====== Input rows ======

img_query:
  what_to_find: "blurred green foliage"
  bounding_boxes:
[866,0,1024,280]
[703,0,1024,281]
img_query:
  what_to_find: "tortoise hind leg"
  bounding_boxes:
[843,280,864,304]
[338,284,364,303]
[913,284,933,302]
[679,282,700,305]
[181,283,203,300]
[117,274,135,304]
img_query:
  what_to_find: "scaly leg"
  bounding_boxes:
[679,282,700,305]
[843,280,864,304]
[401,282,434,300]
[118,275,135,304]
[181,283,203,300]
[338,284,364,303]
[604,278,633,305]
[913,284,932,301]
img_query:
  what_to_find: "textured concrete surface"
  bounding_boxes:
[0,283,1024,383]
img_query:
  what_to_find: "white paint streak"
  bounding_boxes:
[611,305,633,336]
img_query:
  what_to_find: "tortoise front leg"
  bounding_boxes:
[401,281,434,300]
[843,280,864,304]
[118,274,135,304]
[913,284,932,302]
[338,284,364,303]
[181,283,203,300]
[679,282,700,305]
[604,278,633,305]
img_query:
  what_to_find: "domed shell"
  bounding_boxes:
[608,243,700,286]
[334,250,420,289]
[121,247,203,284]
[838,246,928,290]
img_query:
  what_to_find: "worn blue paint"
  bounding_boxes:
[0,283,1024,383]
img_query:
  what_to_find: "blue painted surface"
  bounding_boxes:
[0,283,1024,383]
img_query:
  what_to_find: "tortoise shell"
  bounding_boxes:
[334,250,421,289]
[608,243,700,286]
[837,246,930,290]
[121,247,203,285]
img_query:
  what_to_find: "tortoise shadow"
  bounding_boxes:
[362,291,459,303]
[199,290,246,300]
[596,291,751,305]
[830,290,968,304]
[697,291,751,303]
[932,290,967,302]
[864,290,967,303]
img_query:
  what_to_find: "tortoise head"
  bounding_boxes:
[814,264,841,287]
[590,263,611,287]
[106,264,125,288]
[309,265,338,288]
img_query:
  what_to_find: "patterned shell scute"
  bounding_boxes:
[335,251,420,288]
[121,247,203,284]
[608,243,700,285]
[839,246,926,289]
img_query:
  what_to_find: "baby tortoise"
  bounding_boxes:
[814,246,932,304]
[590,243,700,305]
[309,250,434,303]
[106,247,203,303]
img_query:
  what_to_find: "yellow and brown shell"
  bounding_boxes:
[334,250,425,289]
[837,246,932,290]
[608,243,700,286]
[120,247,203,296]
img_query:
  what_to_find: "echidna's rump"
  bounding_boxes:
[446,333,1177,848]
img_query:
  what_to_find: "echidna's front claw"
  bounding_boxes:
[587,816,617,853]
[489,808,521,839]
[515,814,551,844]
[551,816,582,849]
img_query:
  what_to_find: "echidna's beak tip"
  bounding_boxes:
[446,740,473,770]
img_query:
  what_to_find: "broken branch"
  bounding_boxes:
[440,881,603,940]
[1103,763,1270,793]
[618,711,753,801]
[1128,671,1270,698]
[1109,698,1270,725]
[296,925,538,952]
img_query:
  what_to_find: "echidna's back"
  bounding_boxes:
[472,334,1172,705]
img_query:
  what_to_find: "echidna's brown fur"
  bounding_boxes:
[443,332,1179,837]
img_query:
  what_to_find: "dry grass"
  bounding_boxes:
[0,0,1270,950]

======
====== Input rows ======

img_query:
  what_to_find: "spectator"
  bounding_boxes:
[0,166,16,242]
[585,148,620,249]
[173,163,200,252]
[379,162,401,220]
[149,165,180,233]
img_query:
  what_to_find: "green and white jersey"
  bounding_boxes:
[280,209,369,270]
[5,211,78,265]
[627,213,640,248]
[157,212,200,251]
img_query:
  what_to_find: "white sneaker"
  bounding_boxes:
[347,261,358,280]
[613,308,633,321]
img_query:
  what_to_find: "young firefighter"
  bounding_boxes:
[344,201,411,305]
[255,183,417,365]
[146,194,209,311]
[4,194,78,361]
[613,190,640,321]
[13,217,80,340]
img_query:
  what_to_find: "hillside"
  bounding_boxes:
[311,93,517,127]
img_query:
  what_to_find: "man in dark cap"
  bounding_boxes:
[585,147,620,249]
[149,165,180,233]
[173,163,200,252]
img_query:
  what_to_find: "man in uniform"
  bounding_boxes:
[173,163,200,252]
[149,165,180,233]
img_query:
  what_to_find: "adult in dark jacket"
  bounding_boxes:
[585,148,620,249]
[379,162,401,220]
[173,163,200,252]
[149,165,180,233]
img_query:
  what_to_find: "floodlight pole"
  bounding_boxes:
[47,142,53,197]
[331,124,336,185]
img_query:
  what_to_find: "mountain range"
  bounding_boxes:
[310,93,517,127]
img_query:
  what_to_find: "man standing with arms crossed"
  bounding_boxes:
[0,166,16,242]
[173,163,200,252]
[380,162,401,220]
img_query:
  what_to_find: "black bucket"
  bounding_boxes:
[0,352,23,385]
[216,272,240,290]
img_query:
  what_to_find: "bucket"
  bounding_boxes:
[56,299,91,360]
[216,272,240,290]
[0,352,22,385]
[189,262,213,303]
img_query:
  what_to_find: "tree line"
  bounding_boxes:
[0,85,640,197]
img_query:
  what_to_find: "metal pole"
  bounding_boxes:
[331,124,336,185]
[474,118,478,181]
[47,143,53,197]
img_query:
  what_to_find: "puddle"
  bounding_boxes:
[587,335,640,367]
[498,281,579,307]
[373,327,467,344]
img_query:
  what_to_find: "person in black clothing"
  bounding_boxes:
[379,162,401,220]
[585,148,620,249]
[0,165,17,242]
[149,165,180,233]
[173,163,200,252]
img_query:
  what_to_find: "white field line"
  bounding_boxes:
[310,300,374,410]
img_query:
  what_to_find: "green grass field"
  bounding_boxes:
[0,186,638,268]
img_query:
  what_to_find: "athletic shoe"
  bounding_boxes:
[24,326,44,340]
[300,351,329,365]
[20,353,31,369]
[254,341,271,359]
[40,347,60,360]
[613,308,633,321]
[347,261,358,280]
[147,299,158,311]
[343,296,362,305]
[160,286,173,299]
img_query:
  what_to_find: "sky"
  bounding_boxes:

======

Your instructions. How many lines of the items contain the word "dark"? Give only the count.

Answer to this exercise. 2